Directions for this task — Please copy out the entire listing below line for line, changing nothing.

Provided material —
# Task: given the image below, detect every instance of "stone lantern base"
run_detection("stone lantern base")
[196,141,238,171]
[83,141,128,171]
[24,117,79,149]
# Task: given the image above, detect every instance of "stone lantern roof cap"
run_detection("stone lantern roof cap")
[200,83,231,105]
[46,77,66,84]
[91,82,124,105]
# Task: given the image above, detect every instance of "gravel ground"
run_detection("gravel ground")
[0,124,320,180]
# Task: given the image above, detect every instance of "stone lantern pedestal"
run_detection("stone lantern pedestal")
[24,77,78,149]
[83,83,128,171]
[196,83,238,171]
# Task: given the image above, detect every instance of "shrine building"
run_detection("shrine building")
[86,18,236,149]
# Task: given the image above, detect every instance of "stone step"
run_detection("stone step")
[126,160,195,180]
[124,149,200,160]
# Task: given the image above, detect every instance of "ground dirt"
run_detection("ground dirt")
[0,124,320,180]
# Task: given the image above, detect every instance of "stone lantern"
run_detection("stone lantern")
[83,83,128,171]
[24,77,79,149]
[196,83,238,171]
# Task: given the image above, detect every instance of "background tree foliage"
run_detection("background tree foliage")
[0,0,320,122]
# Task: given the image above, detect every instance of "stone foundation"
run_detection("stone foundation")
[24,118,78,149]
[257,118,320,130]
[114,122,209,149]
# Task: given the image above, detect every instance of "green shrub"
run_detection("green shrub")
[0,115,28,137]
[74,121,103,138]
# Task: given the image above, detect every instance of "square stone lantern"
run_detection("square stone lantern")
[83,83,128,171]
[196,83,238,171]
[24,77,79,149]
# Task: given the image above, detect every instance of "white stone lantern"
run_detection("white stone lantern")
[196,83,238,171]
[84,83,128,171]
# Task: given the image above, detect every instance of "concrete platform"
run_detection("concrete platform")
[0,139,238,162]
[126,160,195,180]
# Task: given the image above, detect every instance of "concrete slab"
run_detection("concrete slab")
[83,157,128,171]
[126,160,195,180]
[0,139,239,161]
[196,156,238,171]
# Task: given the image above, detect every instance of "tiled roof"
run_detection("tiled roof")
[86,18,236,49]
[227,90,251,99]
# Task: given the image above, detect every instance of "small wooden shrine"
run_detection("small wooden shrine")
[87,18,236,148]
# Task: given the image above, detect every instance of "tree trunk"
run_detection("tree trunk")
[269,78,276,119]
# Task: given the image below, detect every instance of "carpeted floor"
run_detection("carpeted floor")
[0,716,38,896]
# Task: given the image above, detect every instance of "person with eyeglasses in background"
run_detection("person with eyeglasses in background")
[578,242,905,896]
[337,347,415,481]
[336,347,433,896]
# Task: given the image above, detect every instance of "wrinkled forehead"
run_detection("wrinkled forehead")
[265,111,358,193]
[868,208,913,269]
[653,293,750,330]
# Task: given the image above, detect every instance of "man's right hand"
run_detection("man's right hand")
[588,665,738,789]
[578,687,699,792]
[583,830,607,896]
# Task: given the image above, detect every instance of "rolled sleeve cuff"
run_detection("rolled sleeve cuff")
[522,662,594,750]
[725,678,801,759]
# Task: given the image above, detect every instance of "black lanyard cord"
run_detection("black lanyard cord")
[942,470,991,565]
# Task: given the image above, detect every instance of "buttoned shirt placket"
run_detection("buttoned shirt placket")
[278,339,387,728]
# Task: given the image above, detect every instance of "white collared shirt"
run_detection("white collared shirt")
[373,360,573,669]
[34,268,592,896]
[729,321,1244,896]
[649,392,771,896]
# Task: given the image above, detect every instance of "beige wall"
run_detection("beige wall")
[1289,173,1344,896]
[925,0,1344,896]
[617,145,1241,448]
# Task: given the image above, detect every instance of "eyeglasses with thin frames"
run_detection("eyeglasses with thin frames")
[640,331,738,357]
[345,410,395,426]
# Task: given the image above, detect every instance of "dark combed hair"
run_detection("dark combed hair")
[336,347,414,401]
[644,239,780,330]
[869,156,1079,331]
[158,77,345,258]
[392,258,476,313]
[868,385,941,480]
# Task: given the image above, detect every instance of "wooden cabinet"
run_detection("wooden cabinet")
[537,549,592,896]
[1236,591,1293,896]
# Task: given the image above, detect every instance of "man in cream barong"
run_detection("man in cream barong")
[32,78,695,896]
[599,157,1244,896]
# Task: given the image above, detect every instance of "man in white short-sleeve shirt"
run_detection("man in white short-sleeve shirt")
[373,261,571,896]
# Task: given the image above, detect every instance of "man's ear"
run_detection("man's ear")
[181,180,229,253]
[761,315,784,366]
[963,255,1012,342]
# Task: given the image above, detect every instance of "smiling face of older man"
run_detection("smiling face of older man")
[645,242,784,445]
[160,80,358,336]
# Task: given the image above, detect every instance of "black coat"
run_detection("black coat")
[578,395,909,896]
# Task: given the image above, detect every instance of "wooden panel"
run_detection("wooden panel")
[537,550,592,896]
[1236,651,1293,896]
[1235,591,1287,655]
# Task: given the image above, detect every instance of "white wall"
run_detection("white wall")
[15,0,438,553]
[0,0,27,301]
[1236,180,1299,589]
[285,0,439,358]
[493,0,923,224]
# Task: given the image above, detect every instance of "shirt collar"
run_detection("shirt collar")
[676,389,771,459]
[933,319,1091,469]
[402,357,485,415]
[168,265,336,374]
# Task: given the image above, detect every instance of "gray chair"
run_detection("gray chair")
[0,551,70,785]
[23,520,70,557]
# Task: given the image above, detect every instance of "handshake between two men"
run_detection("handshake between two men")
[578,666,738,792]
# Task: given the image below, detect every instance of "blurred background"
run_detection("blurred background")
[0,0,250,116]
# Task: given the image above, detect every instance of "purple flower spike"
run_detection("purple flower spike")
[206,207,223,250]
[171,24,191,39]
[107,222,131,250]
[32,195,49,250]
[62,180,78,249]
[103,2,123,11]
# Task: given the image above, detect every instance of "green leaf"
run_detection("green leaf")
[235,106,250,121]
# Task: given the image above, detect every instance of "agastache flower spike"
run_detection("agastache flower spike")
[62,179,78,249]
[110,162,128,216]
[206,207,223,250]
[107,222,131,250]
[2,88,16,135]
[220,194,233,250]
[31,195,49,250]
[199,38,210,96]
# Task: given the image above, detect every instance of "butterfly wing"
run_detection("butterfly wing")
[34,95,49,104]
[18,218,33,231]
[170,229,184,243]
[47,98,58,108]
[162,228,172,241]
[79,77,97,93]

Answer to the exercise —
# Task: given the image below, detect every instance of "stone lantern base"
run_detection("stone lantern base")
[196,141,238,171]
[83,141,128,171]
[24,117,79,149]
# Task: given the image above, detect every instance of "stone lantern roof cap"
run_detection("stone lantern roof cap")
[200,83,231,105]
[46,77,66,84]
[91,82,124,105]
# Task: given the image above, detect every instance of "gravel ground"
run_detection("gravel ground")
[0,124,320,180]
# Task: given the image above, detect every instance of "stone lantern pedestal"
run_detection("stone lantern pedestal")
[24,77,78,149]
[83,83,128,171]
[196,83,238,171]
# Task: given the image above, detect every instance of "shrine building"
run_detection("shrine building")
[86,18,236,149]
# Task: given the image above, detect every instance of "stone step"
run_detection("stone step")
[126,160,195,180]
[124,149,200,160]
# Task: given the image above, detect every instance of "ground dirt"
run_detection("ground dirt")
[0,124,320,180]
# Task: given the image above, detect every instance of "stone lantern"
run_detection("stone lantern")
[83,83,128,171]
[24,77,79,149]
[196,83,238,171]
# Task: given the image above, detect every instance of "background tree foliage"
run_detection("background tree foliage")
[0,0,320,122]
# Task: given the image above, detect every instance of "stone foundation"
run_detection("stone foundation")
[24,118,78,149]
[257,118,320,130]
[114,122,209,149]
# Task: given the image above, detect every instance of "green shrub"
run_detection("green shrub")
[0,115,28,137]
[74,121,103,138]
# Task: given the image above, detect every instance of "square stone lantern"
run_detection("square stone lantern")
[83,83,128,171]
[196,83,238,171]
[24,77,79,149]
# Task: given the image above, detect every instance of "white stone lantern"
run_detection("white stone lantern")
[196,83,238,171]
[84,83,128,171]
# Task: given the image above, detect every instance of "concrete platform"
run_detection("concrete platform")
[0,139,238,162]
[126,160,195,180]
# Task: given the image above, detect every instance of "concrete slab"
run_detection("concrete slab")
[83,157,128,171]
[126,160,195,180]
[0,139,239,161]
[196,156,238,171]
# Task: given the image above, detect every instance of "tiled roof"
run_detection("tiled roof")
[86,18,236,49]
[227,90,251,99]
# Task: given the image above, detect every instance of "small wooden shrine"
run_detection("small wooden shrine")
[87,18,236,148]
# Task: given the image above, detect every instance of "tree trunk"
run_detection("tree trunk")
[269,78,276,119]
# Task: given the image below, detect every instance of "carpeted floor"
run_detection("carpeted floor")
[0,716,38,896]
# Task: given the image above, detect every instance of "person with eyeglasses in background"
run_detection("person with eyeglasses in background")
[578,242,905,896]
[337,347,415,481]
[336,347,433,896]
# Task: given the image above, detect every instance of "wrinkled forehead"
run_detection("wrinkled forehead")
[265,111,358,193]
[868,208,913,269]
[653,293,750,330]
# Task: given the image above, detect every instance of "man's right hand"
run_detection("man's right hand")
[588,665,738,789]
[578,687,699,792]
[583,830,607,896]
# Task: given the image above, detect every instance of "rolled sleeve cuff"
run_detection("rolled sleeve cuff")
[522,662,594,750]
[725,678,801,759]
# Task: given the image above, detect every instance of "black lanyard cord"
run_detection("black lanyard cord")
[942,470,991,565]
# Task: given the image above, detect every instance of "buttoned shirt placket"
run_detection("buttoned shirt placket")
[278,339,387,728]
# Task: given the image above, detect every instance of "white collared shirt"
run_detection("white collared shirt")
[373,360,573,669]
[34,268,592,896]
[729,321,1244,896]
[649,392,771,896]
# Task: given the image above, detect every instance of "beige wall"
run_detection("beige wall")
[1289,173,1344,896]
[925,0,1344,896]
[617,145,1241,448]
# Task: given the image above, detect every instance of "eyeglasses with thin frames"
run_detection("eyeglasses with thin frames")
[640,331,738,357]
[345,410,395,426]
# Task: given the image above, detect every instance of "dark combed hair"
run_detection("dark combed hair")
[336,347,414,401]
[644,239,780,330]
[869,156,1079,331]
[158,77,345,258]
[392,258,476,313]
[868,385,941,480]
# Task: given the image above, detect every instance of "wooden cabinet"
run_detection("wooden cabinet")
[537,549,592,896]
[1236,591,1293,896]
# Task: given the image above, detect every instance of "man in cream barong"
run_detection("man in cream barong")
[32,78,695,896]
[599,157,1244,896]
# Task: given the image above, detect every instance of "man in white short-sleeve shirt"
run_detection("man in white short-sleeve shirt")
[373,261,571,896]
# Task: given the image above, detect every instance of "man's ear"
run_detection("man's ear")
[181,180,229,253]
[761,315,784,366]
[963,255,1012,342]
# Task: given the image above, detect every instance of "smiling face of older man"
run_detection("smiling face of older man")
[645,242,784,445]
[160,80,358,336]
# Task: given the image above, detect every instance of "black coat"
run_detection("black coat")
[578,395,909,896]
# Task: given the image above, detect every instance of "wooden panel"
run_detection("wooden panel")
[537,550,592,896]
[1236,651,1293,896]
[1235,591,1287,655]
# Task: given the image above, detect every instance of "white wall"
run_detection("white wall")
[15,0,438,553]
[0,0,27,301]
[1236,180,1299,589]
[285,0,439,358]
[493,0,923,224]
# Task: given the image above, detect every instance of "shirt collar"
run_detection("shirt collar")
[676,389,771,459]
[933,319,1091,469]
[402,357,485,415]
[168,265,336,374]
# Task: given the image above, detect every instance of "gray chair"
run_detection("gray chair")
[0,551,70,785]
[23,520,70,557]
# Task: given the image above, detect every instance of "handshake between two men"
run_detection("handshake between two men")
[578,666,738,792]
# Task: given the image below, detect every instance of "blurred background"
run_detection("blurred background")
[0,0,250,116]
# Task: given the image above, detect every instance of "purple flower spike"
run_detection("purple flower spike")
[206,207,223,250]
[171,24,191,39]
[107,222,131,250]
[32,195,49,250]
[62,180,78,249]
[103,2,123,11]
# Task: given the image above, detect every instance of "green leaf"
run_detection("green leaf")
[235,106,250,121]
# Task: given the image above, detect every instance of "agastache flower spike"
run_detection("agastache flower spike")
[62,179,78,249]
[110,162,128,216]
[206,207,223,250]
[107,222,131,250]
[2,88,16,135]
[220,194,233,250]
[31,195,49,250]
[199,38,210,96]
# Task: given the image above, detect every instance of "butterfly wing"
run_detection("butterfly wing")
[34,95,49,104]
[18,218,33,231]
[170,229,184,243]
[47,98,58,108]
[162,228,172,241]
[79,77,97,93]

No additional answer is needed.